§ Exercise
Show every line of the data where the word "below" can be found.

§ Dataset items
-----

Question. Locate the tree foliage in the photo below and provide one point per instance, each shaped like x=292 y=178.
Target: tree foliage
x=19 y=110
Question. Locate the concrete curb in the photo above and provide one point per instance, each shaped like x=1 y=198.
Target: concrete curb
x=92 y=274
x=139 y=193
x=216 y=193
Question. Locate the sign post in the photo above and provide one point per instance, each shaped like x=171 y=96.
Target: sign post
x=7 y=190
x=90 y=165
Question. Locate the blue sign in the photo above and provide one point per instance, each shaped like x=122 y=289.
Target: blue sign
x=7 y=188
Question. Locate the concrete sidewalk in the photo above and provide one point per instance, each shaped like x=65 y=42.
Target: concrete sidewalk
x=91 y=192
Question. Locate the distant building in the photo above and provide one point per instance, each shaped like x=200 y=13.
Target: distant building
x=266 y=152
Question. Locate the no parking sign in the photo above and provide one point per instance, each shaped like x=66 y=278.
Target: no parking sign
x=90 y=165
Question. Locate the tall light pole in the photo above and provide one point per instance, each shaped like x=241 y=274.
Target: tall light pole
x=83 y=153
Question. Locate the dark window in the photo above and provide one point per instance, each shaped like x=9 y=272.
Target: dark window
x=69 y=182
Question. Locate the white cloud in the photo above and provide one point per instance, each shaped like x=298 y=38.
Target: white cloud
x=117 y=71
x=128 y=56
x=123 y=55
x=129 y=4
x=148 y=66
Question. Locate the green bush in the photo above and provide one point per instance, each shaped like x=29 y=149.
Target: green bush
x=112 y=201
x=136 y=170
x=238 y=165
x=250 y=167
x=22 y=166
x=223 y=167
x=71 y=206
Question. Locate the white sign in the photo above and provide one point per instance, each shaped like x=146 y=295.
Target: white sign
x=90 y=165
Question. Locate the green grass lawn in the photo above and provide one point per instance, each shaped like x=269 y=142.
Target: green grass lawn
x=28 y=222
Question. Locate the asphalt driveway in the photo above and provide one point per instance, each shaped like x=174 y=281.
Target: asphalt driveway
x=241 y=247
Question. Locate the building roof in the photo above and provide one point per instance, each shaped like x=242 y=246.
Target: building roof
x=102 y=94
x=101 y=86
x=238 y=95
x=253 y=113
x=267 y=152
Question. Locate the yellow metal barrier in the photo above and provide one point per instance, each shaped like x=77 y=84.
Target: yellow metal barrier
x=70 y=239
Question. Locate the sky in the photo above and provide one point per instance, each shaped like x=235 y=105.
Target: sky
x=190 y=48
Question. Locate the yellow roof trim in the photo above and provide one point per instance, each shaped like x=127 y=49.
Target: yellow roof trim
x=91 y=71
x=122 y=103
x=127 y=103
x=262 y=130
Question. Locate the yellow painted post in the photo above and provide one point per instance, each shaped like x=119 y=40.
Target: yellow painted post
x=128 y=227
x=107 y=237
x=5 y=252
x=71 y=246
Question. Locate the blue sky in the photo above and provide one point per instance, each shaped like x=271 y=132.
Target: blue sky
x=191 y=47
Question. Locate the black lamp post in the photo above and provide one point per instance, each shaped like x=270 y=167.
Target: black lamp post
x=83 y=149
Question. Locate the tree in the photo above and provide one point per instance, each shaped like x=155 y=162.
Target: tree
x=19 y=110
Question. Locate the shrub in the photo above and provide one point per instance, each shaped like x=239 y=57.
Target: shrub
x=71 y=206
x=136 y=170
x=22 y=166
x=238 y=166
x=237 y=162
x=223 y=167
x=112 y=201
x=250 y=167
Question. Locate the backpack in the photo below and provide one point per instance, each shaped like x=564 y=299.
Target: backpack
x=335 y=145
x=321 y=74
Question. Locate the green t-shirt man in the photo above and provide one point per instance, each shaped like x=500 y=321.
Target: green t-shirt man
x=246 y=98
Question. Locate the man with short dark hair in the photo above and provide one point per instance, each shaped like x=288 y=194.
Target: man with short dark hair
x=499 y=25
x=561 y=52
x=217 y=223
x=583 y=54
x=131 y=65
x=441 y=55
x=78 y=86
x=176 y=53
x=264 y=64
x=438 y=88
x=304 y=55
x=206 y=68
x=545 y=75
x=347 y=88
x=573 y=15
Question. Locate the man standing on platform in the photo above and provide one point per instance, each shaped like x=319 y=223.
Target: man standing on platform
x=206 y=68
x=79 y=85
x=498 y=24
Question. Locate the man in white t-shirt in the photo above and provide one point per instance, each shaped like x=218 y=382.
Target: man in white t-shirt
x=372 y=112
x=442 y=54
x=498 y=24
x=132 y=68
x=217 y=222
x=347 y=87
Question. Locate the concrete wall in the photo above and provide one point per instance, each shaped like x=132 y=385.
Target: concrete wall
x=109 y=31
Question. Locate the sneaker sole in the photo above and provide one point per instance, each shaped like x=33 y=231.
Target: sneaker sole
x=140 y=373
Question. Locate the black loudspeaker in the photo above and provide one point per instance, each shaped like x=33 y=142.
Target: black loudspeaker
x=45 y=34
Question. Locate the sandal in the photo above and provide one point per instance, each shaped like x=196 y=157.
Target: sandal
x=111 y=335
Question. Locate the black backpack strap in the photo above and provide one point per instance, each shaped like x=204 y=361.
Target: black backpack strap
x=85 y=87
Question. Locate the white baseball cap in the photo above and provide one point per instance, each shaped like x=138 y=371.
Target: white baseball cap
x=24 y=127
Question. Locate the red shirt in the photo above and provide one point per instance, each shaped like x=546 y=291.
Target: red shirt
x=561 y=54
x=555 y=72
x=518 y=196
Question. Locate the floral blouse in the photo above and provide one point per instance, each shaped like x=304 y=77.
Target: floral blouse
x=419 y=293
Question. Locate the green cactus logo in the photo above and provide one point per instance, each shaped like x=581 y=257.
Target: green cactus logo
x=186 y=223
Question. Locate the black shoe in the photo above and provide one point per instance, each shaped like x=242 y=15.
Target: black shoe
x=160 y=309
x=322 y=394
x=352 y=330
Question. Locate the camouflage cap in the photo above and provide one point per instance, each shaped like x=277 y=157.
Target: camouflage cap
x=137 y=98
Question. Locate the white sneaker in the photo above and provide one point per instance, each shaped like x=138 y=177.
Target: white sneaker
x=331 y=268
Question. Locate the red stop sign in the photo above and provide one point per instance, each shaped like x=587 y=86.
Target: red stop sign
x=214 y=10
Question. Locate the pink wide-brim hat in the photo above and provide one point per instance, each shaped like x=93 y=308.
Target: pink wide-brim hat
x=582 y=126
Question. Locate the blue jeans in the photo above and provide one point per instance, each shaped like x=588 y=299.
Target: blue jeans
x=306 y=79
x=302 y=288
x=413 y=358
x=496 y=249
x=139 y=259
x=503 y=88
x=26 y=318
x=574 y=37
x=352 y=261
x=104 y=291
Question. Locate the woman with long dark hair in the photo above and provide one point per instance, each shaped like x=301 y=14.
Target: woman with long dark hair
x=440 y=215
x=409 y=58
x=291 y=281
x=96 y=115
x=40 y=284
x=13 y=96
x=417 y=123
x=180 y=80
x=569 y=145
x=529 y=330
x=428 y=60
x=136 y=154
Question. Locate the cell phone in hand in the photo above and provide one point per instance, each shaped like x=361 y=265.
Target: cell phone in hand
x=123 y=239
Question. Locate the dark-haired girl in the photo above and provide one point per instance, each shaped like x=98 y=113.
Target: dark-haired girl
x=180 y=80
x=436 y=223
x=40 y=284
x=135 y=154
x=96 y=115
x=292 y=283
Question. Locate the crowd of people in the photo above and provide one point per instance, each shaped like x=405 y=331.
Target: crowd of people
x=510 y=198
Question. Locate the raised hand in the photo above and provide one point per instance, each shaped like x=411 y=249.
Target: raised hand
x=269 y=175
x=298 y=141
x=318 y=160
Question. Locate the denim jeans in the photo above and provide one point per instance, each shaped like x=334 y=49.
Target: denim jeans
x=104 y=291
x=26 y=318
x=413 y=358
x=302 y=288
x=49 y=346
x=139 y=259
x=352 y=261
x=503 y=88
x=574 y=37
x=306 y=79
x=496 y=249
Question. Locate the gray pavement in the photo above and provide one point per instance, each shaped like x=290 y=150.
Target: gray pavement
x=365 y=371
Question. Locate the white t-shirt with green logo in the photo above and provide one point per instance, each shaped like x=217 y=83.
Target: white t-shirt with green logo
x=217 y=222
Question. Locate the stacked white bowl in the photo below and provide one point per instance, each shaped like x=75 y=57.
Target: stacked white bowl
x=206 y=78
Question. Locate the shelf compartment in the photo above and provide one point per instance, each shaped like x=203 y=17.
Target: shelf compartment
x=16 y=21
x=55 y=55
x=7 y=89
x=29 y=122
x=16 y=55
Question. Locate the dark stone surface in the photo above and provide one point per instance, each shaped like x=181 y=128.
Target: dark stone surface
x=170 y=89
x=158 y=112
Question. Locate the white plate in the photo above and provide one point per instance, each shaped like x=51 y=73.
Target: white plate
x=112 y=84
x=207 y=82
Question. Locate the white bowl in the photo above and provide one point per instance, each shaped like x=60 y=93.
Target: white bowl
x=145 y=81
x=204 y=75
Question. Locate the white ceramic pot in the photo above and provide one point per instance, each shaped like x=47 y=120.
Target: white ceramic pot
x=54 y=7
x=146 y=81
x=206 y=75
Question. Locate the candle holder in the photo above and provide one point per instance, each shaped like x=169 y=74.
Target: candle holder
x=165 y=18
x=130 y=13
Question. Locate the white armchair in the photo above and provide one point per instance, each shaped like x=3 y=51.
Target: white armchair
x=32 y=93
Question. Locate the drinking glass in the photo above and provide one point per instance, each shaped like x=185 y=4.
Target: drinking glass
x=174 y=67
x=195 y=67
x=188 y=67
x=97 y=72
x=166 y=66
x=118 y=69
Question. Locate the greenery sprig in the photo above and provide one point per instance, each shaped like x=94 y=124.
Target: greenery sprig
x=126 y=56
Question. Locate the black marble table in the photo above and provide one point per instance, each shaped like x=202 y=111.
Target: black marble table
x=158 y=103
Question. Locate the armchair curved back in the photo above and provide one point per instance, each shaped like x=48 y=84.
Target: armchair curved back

-----

§ Answer space
Question. Locate the tree foliage in the photo below and provide one point per instance, each shaped like x=292 y=178.
Question. Locate the backpack in the photo below and provide one point per instance, each shaped like x=564 y=299.
Question. Locate the stacked white bowl in the photo below and provide one point per instance, each shaped like x=75 y=57.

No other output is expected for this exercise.